## PROBLEM DESCRIPTION
From the line containing "A rule for this batch: each instance of the truck" through the last line of the data, return those lines exactly as written and nothing more.

(Items listed in a dataset)
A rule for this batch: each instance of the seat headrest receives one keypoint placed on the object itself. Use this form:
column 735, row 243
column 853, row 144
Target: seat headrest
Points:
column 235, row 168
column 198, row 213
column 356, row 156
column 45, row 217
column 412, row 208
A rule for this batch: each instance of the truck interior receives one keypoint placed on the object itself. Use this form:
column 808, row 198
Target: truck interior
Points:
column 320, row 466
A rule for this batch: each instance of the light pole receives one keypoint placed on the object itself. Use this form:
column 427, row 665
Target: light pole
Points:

## THE REPLY
A rule for this batch: each instance of the truck interior receives one keypoint placed on the object itself. Use this form:
column 808, row 198
Target: truck interior
Points:
column 320, row 466
A rule for this batch: each instance of the light pole receives one keypoint placed on the object itself. Use this form:
column 427, row 665
Target: light pole
Points:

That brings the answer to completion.